» **Source passage**:
- Cover art of the Blu-ray release for the complete season
- Starring: Sylvester McCoy; Bonnie Langford; Sophie Aldred;
- No. of stories: 4
- No. of episodes: 14

Release
- Original network: BBC1
- Original release: 7 September – 7 December 1987

Season chronology
- ← Previous Season 23Next → Season 25

= Doctor Who season 24 =

1987 season of British sci-fi TV series

The twenty-fourth season of British science fiction television series Doctor Who began on 7 September 1987 with Sylvester McCoy's first story Time and the Rani, and ended with Dragonfire. John Nathan-Turner produced the series, with Andrew Cartmel script editing.

==Production==
Colin Baker (contracted for four years starting in 1985) was originally due to reprise his role as the Sixth Doctor prior to his dismissal at the request of Michael Grade, who said that a 24th season would only happen if a new actor took the title role. Baker was offered the chance to film a single four-part story ending in his regeneration, but he declined (as he did not want to miss out on other work in the meantime), instead offering to do the entirety of the season and leave the show at its conclusion. The BBC never responded to his letter. Had Baker reprised his role, a story featuring the Sixth Doctor and Mel properly meeting for the first time was going to open the season. The opening story, Time and the Rani, was initially written as Baker's final story, initially titled Strange Matter, but due to Baker not returning, it was rewritten to accommodate his absence.

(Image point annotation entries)
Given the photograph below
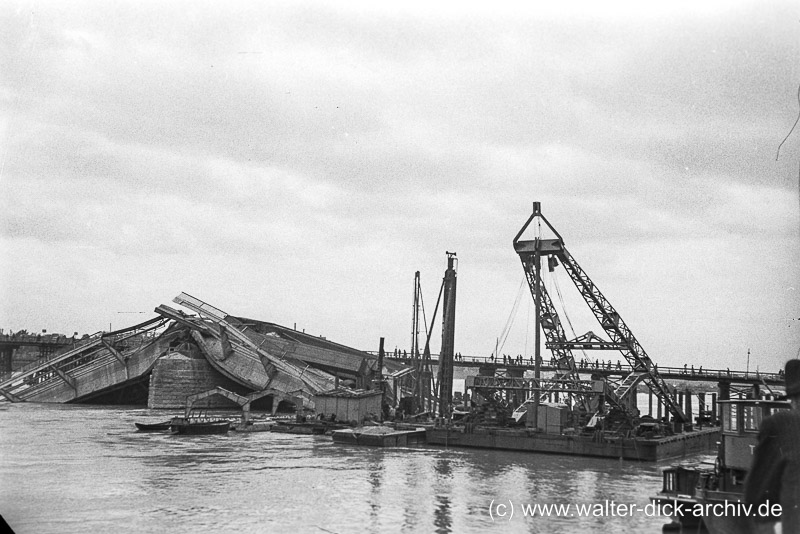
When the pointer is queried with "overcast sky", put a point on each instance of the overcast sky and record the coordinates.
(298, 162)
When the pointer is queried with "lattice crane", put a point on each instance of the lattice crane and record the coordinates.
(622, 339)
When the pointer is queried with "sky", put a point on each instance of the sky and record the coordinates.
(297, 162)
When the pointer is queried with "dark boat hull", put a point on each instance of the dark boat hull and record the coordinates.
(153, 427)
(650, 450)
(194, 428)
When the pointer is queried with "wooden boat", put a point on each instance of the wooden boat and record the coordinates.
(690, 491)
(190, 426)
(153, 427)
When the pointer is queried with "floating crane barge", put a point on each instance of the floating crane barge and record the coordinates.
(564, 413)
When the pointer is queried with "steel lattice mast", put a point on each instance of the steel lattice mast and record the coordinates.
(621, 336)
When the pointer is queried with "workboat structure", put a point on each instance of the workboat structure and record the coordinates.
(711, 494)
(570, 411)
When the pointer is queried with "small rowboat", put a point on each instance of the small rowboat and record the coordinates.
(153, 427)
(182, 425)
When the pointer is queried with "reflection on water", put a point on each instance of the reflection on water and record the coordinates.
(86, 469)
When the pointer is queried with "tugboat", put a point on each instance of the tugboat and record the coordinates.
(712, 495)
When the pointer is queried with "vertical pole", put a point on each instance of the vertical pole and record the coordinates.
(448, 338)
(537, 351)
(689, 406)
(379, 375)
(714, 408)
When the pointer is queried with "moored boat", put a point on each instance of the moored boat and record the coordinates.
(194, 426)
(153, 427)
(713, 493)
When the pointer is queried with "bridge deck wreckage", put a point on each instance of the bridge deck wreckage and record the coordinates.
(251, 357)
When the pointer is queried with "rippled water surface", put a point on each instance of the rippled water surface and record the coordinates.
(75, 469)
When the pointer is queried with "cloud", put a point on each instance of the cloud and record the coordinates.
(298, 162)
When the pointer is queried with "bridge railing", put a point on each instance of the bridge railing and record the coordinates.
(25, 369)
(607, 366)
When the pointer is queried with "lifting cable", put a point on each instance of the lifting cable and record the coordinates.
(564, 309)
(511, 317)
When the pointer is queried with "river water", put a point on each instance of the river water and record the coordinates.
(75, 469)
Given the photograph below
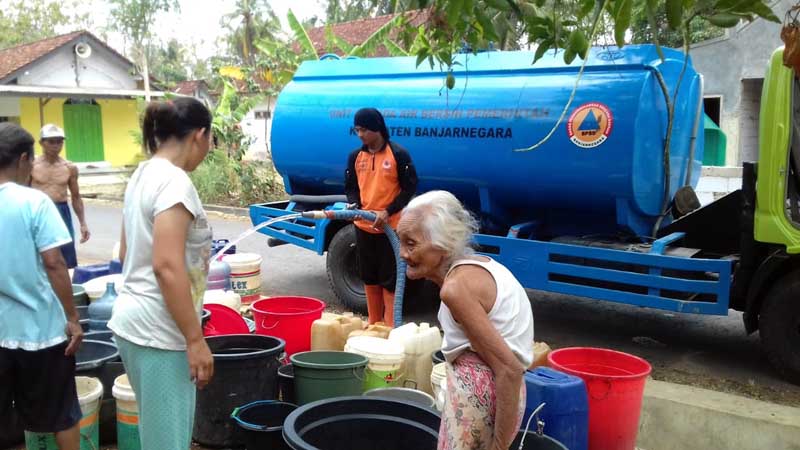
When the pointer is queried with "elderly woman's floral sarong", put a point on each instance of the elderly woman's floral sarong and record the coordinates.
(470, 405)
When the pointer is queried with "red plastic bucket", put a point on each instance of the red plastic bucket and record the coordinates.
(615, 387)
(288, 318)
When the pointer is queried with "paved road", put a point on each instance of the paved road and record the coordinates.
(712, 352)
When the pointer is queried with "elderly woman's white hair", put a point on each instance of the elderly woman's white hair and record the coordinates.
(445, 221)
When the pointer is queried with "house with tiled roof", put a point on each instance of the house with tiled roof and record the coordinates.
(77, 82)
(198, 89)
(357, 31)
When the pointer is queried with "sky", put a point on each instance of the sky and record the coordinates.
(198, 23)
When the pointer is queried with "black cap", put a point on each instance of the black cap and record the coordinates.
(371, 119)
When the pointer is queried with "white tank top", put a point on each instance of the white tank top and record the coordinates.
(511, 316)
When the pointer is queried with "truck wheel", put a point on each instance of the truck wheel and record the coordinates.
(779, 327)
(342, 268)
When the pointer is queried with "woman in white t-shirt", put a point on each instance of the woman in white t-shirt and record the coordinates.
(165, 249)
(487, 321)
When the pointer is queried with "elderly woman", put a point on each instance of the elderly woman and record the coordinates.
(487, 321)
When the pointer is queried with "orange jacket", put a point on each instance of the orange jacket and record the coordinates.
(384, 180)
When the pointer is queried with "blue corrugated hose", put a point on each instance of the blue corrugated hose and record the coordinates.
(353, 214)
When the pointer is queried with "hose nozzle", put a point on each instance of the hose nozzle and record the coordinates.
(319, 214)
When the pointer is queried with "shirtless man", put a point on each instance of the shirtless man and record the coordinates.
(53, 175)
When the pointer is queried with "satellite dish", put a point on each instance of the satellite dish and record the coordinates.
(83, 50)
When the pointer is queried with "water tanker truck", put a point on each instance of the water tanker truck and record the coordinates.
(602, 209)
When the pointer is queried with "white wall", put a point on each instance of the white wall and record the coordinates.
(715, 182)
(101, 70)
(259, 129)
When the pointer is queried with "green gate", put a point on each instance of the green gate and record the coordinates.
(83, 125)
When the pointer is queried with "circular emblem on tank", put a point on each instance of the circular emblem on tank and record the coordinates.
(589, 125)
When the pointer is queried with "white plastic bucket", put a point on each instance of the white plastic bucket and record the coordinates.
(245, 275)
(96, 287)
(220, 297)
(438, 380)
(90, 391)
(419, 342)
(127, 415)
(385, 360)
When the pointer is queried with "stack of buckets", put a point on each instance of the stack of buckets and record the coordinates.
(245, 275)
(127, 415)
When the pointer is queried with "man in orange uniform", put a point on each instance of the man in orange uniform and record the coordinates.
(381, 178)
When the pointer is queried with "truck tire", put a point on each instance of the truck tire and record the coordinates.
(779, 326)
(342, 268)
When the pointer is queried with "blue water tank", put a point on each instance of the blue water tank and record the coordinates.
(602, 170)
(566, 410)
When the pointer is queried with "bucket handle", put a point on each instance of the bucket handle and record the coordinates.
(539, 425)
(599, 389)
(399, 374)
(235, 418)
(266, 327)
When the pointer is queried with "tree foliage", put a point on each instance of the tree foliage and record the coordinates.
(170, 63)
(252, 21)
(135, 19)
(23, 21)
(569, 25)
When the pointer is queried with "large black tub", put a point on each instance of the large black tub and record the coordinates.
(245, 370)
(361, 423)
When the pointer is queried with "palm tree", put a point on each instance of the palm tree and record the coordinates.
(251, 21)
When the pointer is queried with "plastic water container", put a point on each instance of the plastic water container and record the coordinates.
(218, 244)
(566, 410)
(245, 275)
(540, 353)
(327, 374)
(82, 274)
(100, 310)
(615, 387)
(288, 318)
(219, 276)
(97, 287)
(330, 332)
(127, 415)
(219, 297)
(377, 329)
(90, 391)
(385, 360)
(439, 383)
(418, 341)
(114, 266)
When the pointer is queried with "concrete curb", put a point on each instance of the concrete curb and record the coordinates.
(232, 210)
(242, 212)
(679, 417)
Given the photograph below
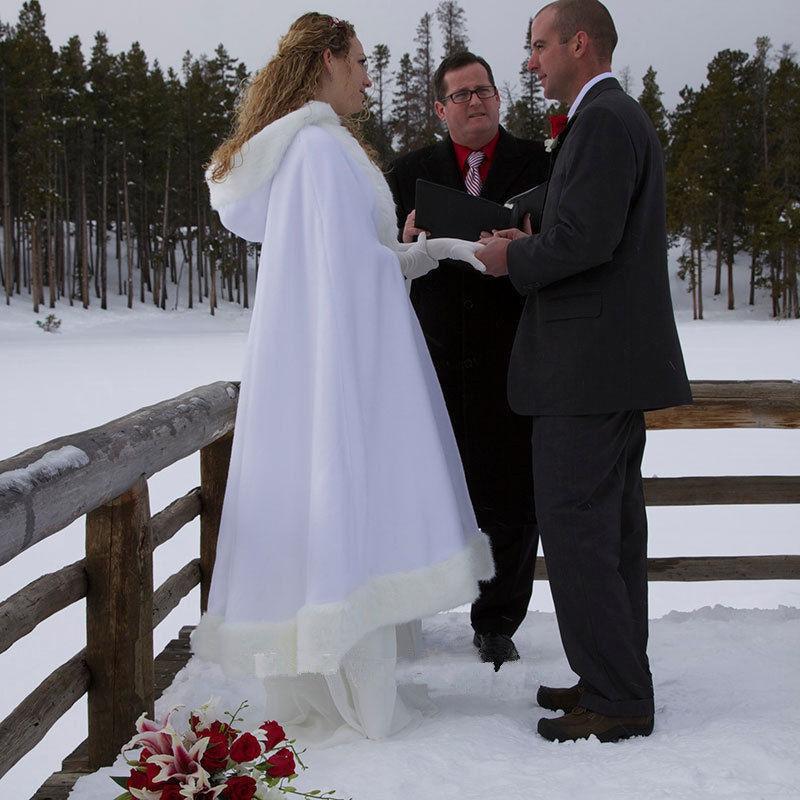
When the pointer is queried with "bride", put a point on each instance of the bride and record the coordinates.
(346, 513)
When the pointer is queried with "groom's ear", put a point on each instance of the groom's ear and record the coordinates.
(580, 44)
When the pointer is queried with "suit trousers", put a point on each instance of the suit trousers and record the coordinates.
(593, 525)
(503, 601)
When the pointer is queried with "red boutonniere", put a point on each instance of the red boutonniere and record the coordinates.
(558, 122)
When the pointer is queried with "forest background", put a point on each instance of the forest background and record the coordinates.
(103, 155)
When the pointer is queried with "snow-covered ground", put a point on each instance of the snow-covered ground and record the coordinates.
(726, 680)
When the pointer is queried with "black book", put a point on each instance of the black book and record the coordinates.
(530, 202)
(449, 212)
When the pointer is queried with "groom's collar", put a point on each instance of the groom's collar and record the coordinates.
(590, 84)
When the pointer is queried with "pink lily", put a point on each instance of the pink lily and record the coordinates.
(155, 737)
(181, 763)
--
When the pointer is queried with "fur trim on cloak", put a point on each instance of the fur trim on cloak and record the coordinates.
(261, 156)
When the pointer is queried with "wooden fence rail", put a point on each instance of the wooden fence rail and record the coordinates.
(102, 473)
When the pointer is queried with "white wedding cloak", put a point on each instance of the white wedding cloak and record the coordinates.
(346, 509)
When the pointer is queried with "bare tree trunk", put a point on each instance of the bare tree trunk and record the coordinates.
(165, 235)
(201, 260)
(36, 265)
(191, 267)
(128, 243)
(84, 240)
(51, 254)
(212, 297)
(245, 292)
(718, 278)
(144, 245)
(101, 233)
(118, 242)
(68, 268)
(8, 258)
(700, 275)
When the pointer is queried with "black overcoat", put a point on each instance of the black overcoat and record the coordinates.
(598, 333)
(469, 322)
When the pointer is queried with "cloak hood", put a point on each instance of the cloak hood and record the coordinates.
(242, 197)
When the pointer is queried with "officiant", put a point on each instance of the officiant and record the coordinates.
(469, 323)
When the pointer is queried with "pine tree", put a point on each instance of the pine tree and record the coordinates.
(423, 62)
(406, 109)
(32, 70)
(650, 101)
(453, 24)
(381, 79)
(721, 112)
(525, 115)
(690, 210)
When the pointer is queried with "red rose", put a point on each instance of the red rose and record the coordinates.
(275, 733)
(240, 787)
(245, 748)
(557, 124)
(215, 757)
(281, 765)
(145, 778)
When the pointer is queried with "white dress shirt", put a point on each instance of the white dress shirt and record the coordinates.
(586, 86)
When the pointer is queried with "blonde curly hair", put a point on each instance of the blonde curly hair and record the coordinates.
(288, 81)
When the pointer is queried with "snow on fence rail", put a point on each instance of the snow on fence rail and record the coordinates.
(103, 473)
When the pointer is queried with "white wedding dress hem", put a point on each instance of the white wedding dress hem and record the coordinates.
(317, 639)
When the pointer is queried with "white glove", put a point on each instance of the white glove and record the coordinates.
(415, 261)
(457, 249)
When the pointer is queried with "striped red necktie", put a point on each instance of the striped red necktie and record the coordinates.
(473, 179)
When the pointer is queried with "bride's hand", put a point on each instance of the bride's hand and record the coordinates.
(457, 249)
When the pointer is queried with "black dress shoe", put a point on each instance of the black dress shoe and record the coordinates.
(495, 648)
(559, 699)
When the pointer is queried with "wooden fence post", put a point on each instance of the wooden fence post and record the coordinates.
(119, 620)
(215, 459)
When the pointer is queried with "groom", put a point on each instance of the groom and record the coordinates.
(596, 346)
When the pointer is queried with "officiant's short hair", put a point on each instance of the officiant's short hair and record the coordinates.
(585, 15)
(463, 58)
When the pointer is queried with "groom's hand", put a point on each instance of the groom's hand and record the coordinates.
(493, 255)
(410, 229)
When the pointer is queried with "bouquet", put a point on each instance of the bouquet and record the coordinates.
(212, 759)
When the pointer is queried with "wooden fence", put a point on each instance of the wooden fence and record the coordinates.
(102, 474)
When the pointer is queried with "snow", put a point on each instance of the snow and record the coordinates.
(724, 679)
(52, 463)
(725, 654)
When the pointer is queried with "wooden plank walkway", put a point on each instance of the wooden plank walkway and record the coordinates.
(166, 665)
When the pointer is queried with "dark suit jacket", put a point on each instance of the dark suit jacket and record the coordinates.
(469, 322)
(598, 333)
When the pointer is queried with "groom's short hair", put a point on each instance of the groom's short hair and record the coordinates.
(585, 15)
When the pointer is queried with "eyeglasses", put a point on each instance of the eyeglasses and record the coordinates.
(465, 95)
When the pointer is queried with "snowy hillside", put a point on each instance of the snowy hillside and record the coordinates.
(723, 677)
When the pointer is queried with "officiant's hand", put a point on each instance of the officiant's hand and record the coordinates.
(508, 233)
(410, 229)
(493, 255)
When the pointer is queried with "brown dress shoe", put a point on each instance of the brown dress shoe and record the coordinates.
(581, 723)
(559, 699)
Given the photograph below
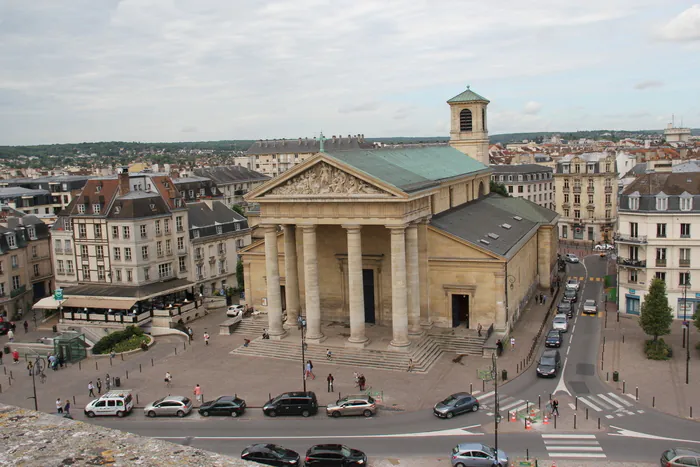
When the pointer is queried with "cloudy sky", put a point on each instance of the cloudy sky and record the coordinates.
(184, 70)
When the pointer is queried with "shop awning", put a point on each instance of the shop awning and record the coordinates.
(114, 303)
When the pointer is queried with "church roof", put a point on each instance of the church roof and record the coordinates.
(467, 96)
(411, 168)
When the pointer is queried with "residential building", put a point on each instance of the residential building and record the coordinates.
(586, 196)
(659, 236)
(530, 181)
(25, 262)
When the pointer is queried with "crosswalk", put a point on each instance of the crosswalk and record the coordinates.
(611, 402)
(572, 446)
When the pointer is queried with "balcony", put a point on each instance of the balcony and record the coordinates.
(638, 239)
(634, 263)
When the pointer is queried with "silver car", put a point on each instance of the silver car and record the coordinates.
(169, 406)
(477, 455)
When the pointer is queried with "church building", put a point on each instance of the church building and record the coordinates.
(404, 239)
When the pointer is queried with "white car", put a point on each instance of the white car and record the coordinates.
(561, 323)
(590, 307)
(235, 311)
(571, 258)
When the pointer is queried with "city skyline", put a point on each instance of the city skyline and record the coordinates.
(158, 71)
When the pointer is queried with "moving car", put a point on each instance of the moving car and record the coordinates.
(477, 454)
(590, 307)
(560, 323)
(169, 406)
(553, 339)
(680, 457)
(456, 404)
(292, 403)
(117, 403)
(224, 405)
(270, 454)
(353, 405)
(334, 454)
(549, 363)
---
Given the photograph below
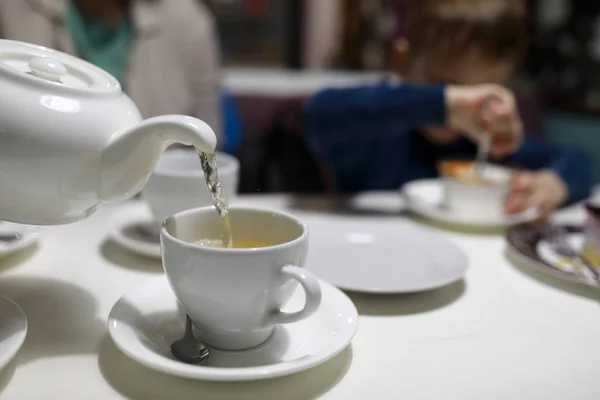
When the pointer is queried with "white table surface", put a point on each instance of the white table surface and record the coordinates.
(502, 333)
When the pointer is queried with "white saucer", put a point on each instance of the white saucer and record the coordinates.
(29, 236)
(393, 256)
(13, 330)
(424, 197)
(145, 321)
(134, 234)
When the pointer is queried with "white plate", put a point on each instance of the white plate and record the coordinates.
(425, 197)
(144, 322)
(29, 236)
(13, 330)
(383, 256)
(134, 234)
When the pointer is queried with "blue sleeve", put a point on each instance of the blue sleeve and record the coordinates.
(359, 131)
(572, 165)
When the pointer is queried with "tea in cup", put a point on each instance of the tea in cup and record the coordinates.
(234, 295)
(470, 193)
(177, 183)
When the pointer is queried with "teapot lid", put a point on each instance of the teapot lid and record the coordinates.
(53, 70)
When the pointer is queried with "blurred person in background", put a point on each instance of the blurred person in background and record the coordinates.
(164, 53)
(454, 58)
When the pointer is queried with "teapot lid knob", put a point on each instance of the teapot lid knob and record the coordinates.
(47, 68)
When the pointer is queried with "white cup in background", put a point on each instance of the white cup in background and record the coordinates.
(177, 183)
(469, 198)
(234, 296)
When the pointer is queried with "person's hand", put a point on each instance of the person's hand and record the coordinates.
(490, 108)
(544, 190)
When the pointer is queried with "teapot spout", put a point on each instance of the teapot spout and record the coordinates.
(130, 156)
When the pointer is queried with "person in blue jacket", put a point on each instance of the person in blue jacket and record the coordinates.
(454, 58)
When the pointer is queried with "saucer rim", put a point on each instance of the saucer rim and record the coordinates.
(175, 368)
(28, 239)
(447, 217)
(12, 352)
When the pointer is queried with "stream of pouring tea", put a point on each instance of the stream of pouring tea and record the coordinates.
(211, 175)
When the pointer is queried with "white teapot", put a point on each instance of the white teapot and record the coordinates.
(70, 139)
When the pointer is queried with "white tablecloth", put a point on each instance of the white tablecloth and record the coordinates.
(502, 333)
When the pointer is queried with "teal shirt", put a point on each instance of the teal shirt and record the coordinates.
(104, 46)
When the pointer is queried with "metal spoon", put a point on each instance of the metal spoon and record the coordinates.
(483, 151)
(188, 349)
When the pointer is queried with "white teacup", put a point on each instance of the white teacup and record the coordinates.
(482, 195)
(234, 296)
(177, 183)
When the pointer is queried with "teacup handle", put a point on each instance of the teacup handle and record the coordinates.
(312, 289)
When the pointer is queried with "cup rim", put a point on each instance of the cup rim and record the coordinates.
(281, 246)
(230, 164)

» **Exercise set**:
• 1. In the Doctor Who season 24 article, what was the original title of Time and the Rani?
• 2. Pull the passage from the Doctor Who season 24 article that runs between "The twenty-fourth season" and "Cartmel script editing.", inclusive.

» **Task answers**:
• 1. Strange Matter

• 2.
The twenty-fourth season of British science fiction television series Doctor Who began on 7 September 1987 with Sylvester McCoy's first story Time and the Rani, and ended with Dragonfire. John Nathan-Turner produced the series, with Andrew Cartmel script editing.